Required work:
Convert the entries below into a JSON list of strings, with one string per line and no blank lines.

Recorded information:
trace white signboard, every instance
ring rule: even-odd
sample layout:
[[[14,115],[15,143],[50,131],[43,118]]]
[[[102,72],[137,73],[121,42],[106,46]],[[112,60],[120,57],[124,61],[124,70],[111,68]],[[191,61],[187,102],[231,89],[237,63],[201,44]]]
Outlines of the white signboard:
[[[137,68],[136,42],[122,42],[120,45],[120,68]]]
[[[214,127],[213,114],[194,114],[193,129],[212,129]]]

Task response:
[
  "trace white signboard, every instance",
  "ring rule: even-odd",
  "sample layout:",
  "[[[14,115],[15,143],[50,131],[43,118]]]",
  "[[[102,72],[137,73],[121,42],[106,46]],[[112,60],[120,57],[124,61],[124,70],[111,68]],[[191,61],[187,102],[231,89],[237,63],[201,44]]]",
  "Outlines of the white signboard:",
  "[[[137,68],[136,42],[122,42],[120,45],[120,68]]]",
  "[[[214,127],[213,114],[194,114],[193,129],[212,129]]]"
]